(WHAT NEEDS TO BE DONE): As the answer, give every line of the records that includes the word "ocean".

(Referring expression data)
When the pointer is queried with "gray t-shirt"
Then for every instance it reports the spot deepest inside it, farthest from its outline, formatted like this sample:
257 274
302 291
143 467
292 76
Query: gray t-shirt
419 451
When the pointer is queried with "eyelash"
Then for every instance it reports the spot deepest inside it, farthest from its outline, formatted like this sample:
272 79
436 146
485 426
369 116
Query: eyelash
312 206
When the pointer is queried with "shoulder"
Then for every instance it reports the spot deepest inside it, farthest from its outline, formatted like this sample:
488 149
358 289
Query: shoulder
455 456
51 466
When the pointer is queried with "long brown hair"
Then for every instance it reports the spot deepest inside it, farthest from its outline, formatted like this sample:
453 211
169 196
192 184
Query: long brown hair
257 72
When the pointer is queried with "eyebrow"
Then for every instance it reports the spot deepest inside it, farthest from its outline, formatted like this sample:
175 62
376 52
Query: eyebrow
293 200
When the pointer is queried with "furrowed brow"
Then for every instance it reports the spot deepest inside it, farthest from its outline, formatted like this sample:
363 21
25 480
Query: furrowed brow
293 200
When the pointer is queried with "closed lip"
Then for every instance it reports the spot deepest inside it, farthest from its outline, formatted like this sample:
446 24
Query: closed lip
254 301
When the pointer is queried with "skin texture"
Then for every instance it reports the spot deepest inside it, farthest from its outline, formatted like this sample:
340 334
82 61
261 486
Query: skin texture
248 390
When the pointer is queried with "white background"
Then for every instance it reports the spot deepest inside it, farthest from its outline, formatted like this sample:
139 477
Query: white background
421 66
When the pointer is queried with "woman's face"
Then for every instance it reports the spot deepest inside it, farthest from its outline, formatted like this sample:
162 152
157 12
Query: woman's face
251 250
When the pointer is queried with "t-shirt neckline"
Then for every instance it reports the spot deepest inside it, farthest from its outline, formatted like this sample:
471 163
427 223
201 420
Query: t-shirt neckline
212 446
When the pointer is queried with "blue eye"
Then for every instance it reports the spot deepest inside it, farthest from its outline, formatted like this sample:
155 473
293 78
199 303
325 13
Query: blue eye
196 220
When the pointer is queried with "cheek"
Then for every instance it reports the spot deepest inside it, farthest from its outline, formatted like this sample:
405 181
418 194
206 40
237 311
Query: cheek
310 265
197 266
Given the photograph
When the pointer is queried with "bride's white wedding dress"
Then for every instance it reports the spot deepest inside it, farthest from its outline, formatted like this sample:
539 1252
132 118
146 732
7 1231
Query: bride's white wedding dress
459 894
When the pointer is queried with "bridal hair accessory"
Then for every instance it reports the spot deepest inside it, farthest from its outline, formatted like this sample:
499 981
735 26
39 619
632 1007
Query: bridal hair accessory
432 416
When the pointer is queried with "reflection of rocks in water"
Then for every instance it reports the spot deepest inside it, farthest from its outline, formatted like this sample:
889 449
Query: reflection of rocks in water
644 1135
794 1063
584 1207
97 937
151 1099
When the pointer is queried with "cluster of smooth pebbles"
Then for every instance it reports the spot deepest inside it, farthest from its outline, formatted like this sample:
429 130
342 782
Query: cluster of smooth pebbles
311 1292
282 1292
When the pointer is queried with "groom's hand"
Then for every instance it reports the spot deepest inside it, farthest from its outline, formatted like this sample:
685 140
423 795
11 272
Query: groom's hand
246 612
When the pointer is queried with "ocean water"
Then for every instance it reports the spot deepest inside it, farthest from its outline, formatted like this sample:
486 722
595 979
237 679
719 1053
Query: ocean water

(COMPLETED EXERCISE):
When the pointer is queried with "ocean water"
Query: ocean water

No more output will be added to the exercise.